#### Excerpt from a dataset
--- BEGIN ---
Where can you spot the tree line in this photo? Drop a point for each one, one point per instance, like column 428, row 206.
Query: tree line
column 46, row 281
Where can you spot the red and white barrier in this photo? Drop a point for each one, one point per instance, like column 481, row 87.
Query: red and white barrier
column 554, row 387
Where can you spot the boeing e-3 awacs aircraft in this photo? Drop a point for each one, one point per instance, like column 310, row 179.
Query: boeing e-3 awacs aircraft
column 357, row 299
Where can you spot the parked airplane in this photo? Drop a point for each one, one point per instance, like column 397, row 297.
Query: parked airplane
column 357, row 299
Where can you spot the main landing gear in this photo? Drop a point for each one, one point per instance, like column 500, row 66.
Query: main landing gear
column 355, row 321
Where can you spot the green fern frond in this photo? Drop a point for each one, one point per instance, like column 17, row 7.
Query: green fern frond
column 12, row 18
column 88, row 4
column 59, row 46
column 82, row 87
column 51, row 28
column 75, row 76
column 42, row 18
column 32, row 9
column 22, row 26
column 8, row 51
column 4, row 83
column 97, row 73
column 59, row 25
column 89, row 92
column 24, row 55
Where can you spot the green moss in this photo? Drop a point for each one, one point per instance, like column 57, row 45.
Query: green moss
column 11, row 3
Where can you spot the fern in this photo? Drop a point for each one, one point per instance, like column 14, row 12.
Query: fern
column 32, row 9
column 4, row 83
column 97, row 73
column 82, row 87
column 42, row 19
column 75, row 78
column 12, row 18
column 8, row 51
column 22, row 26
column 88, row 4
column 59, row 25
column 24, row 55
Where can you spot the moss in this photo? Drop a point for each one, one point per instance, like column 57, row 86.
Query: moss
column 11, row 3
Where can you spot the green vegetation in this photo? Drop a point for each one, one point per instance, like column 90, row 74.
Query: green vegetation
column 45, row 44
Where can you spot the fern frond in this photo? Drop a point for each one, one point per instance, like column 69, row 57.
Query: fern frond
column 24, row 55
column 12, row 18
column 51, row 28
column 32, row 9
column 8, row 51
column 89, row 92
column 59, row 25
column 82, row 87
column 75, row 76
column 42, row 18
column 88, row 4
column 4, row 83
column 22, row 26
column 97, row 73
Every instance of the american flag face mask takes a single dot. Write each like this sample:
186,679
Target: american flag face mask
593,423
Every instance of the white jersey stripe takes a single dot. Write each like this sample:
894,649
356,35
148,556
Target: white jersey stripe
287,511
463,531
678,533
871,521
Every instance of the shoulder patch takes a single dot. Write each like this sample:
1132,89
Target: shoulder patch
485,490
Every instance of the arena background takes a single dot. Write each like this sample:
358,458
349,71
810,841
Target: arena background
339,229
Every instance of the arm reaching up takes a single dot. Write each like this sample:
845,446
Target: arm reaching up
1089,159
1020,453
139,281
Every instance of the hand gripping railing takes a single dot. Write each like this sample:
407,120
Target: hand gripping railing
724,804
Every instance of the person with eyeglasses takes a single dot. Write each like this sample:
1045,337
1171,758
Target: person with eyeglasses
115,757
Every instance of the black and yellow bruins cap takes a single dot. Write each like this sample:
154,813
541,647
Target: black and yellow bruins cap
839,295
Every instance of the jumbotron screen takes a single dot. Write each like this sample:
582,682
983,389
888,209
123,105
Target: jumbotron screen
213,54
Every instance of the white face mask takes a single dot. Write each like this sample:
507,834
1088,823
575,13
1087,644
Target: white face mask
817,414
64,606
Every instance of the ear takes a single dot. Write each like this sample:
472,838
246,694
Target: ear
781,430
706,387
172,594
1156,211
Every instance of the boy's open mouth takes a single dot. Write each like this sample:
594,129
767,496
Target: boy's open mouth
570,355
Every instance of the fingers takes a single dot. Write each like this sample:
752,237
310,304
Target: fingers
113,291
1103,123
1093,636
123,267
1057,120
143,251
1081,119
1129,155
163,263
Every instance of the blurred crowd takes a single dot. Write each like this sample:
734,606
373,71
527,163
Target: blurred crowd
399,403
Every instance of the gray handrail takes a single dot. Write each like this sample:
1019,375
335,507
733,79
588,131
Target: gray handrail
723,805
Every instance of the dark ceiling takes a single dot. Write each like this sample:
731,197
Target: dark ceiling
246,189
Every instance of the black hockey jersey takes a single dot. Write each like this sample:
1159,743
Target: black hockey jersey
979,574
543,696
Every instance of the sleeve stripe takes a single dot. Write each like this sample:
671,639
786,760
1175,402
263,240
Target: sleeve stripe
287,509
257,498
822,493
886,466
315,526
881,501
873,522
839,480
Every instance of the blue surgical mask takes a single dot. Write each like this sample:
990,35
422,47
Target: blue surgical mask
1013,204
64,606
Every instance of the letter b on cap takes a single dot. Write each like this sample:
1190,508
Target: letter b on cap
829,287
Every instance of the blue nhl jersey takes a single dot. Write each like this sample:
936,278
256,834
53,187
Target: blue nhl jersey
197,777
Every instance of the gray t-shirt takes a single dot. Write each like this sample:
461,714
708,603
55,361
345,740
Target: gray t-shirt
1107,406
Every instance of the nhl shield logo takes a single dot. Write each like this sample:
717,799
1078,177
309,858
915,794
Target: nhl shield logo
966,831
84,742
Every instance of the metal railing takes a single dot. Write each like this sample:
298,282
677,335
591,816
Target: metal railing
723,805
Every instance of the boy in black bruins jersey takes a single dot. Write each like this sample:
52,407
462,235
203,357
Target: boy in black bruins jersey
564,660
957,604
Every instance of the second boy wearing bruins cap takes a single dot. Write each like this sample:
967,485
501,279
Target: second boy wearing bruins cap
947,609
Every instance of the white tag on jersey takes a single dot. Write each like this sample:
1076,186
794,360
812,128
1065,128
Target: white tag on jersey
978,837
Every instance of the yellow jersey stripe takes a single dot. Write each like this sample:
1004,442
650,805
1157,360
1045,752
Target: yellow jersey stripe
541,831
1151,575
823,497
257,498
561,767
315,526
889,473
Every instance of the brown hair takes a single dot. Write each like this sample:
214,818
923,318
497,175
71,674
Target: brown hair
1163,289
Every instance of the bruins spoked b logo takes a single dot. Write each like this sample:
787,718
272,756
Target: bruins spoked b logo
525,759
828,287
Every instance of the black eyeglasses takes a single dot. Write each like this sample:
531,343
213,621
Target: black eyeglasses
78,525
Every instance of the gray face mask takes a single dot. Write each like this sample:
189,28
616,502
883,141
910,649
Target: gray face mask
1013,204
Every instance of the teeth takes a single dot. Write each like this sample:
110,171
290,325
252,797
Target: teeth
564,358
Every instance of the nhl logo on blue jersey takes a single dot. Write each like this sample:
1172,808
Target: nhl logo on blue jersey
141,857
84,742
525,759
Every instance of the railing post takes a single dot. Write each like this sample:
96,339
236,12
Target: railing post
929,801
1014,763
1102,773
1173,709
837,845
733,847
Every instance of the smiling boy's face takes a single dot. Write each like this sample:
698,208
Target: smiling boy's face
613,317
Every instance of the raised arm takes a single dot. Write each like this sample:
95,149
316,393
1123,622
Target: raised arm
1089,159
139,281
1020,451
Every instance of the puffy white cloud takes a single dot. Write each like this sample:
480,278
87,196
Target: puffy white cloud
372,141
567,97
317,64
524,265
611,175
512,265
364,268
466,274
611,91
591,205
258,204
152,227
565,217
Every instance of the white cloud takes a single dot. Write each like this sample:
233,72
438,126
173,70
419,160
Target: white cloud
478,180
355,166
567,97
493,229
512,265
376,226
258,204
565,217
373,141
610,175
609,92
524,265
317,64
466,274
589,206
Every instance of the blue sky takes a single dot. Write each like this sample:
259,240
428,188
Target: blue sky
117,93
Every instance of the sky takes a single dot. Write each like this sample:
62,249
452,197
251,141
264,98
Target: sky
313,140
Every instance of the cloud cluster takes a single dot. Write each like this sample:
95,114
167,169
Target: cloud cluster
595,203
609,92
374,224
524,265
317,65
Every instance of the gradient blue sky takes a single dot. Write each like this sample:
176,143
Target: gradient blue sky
--- END ---
#### Exercise
Set down exactly what runs from the line with "Every instance of the brown" to the last line of the data above, including both of those lines and no others.

#### Expected answer
Every instance of the brown hair takes a single dot. Write each like this sample:
214,818
923,318
497,175
71,674
Target: brown hair
1163,289
Every instance of the bruins spoked b logo takes a single dot. Write each like this sample:
787,718
272,756
Target: bruins spoked b logo
525,759
828,287
Every instance of the black eyeglasses takes a single dot. Write each like this sample:
531,343
213,621
Target: black eyeglasses
78,525
Every instance of the gray face mask takes a single dot. Write each like this sample:
189,28
616,502
883,141
910,649
Target: gray face mask
1013,204
Every instance of the teeth takes a single dot. Write each like this sample:
110,171
290,325
252,797
Target: teeth
564,358
Every instance of the nhl logo on blue jersey takes a single dot. Write each like this sample:
1172,808
Target: nhl logo on blue jersey
141,857
84,742
525,759
Every instance of the railing post takes a single dot. Write each like this sample:
96,339
236,12
Target: railing post
929,801
1014,763
1102,773
1173,709
837,845
733,847
Every instance of the smiling boy's face takes a single dot. Write each like this sample:
698,208
Target: smiling boy's face
613,317
Every instance of the raised arm takes a single dot. Write each like this sample:
95,149
316,393
1123,622
Target: raised arm
1089,159
139,281
1020,451
Every instance of the puffy white cloud takes a single dot. Write each like this sample:
480,278
87,196
Target: puffy white cloud
372,141
567,97
317,64
524,265
611,175
512,265
364,268
466,274
611,91
591,205
258,204
152,227
565,217
Every instance of the white cloud takes a single dot. Write each like this sample:
233,72
438,126
173,70
419,160
Target: white cloud
478,180
355,166
567,97
493,229
512,265
376,226
258,204
565,217
373,141
610,175
609,92
524,265
317,64
466,274
589,206
Every instance of the blue sky takes a single dot. Write each like this sample:
259,240
428,188
Target: blue sky
117,93
Every instance of the sky takes a single dot. Write each like this sample:
62,249
452,197
251,141
264,98
Target: sky
313,140
Every instance of the cloud cluster takes a single dot. Write each like this sample:
95,114
167,169
Target: cloud cluster
595,203
609,92
374,224
524,265
317,65
Every instance of the gradient blue sky takes a single dot. Write each like this sample:
176,143
Target: gradient blue sky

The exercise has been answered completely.